Exercise details | Copy every record word for word.

Records shown |
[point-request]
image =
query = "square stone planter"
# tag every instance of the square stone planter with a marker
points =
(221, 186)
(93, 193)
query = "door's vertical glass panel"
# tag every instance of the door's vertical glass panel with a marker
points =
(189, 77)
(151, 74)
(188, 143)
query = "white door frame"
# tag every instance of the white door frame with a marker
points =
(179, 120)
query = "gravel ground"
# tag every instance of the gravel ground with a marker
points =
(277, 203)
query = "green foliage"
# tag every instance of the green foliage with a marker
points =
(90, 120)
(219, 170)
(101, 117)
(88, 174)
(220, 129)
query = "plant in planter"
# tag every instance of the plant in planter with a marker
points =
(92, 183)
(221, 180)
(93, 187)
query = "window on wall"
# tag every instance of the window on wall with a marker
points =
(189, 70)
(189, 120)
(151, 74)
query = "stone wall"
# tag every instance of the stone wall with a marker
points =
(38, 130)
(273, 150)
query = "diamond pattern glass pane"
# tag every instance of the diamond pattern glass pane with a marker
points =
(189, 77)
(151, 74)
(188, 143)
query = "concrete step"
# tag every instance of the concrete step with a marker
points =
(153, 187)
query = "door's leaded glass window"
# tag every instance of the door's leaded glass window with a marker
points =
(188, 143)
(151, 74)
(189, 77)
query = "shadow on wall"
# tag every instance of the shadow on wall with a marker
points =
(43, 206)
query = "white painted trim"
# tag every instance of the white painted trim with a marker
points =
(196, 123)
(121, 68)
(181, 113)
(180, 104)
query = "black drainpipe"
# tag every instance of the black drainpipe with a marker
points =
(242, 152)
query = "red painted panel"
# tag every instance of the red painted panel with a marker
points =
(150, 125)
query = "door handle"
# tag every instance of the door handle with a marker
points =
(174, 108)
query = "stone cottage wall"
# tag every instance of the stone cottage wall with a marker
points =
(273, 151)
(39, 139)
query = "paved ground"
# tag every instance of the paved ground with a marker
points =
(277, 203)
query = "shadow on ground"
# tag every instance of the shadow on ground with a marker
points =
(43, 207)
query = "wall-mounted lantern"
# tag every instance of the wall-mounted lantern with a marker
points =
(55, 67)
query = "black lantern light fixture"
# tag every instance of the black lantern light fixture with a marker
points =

Response to the task |
[point-request]
image =
query = "square stone planter"
# tag every instance of the square stone planter with a marker
points =
(221, 186)
(93, 193)
query = "door's vertical glass panel"
# tag every instance of the door's vertical glass panel with a marker
points =
(189, 77)
(151, 74)
(188, 143)
query = "white door frame"
# tag every instance of the white door frame with a marker
points =
(179, 120)
query = "gravel ground"
# tag every instance of the gravel ground with a marker
points =
(277, 203)
query = "green foliage"
# tag every instance of the green foliage with a marker
points =
(90, 120)
(219, 170)
(101, 117)
(88, 174)
(220, 129)
query = "plant in planter"
# tag every instance of the plant in planter with a marker
points =
(92, 183)
(221, 180)
(93, 187)
query = "window on wall"
# tag every instance of the window on wall with a marker
points =
(189, 70)
(189, 120)
(151, 74)
query = "stone wall"
# tag every instance of the stone wall with a marker
points =
(38, 130)
(273, 150)
query = "diamond pattern glass pane"
# tag every instance of the diamond pattern glass pane with a marker
points =
(189, 77)
(151, 74)
(188, 143)
query = "concrete step"
# tag every instance of the concrete step with a marker
points =
(153, 187)
query = "door's leaded glass window"
# tag every instance of the door's leaded glass window with a marker
points =
(188, 143)
(151, 74)
(189, 77)
query = "shadow on wall"
# tag every instance of the shadow on wall with a marker
points =
(43, 206)
query = "white painted trim"
# tag every instance of the white painted trim with a marker
points =
(196, 123)
(121, 68)
(181, 113)
(180, 104)
query = "black drainpipe"
# tag every instance of the black drainpipe with a marker
points =
(242, 152)
query = "red painted panel"
# tag every instance of the red painted panel with a marker
points =
(150, 125)
query = "door handle"
# tag every instance of the door handle with a marker
points =
(174, 108)
query = "stone cottage wall"
# tag every instance of the stone cottage wall with a marker
points =
(273, 151)
(39, 139)
query = "paved ground"
# tag every instance of the paved ground with a marker
points =
(277, 203)
query = "shadow on ground"
# tag every instance of the shadow on ground with a marker
points =
(43, 207)
query = "wall-mounted lantern"
# tag every instance of the wall-mounted lantern with a marker
points =
(55, 67)
query = "black lantern light fixture"
# tag every instance of the black lantern light fixture with a marker
points =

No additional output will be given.